* Set exercise *
Substitute "image" for "frame" everywhere it occurs in the rows below, and give the rows again with nothing else changed.

* Data provided *

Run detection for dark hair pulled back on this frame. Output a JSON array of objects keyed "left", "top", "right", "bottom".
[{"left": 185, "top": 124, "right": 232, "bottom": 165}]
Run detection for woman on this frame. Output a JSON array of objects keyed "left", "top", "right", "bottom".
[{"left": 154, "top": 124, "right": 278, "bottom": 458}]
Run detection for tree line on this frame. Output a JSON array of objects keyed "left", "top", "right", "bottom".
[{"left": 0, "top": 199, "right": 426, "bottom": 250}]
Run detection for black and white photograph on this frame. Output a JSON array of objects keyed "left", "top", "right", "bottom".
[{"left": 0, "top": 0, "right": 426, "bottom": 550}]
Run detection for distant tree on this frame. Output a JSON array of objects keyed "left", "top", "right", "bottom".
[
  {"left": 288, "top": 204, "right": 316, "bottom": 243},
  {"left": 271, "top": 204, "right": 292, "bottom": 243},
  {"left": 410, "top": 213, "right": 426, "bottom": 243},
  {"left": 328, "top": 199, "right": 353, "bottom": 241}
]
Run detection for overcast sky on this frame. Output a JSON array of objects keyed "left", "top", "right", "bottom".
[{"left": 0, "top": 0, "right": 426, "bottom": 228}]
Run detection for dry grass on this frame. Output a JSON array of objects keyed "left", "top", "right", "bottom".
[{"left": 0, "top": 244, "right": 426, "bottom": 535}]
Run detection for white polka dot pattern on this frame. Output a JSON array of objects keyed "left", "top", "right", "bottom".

* Answer *
Run detection for dark hair pulled back on this image. Output a JSON array of objects keyed "left", "top", "right", "bottom".
[{"left": 185, "top": 124, "right": 232, "bottom": 165}]
Run detection for woman on this image. Output a JSON array of objects keyed "left", "top", "right", "bottom".
[{"left": 154, "top": 124, "right": 278, "bottom": 458}]
Run detection for tree line on this image. Output a JSON array of objects keyed "left", "top", "right", "bottom".
[{"left": 0, "top": 199, "right": 426, "bottom": 250}]
Run detection for black and white photograph on this image. Output a JSON array of objects keyed "left", "top", "right", "bottom".
[{"left": 0, "top": 0, "right": 426, "bottom": 550}]
Run detection for distant tree on this image. Output a JSON array of objects keyed "left", "top", "right", "bottom".
[
  {"left": 288, "top": 204, "right": 316, "bottom": 243},
  {"left": 271, "top": 204, "right": 292, "bottom": 243},
  {"left": 410, "top": 213, "right": 426, "bottom": 243},
  {"left": 328, "top": 199, "right": 353, "bottom": 241}
]
Run detection for overcast sky on this image. Output a JSON array of objects keyed "left", "top", "right", "bottom".
[{"left": 0, "top": 0, "right": 426, "bottom": 228}]
Run detection for dry grass on this image. Output a JSON array of objects keyed "left", "top", "right", "bottom".
[{"left": 0, "top": 244, "right": 426, "bottom": 535}]
Run detection for white polka dot pattern on this image. Output a JSON array of objects keyed "left", "top", "right", "bottom".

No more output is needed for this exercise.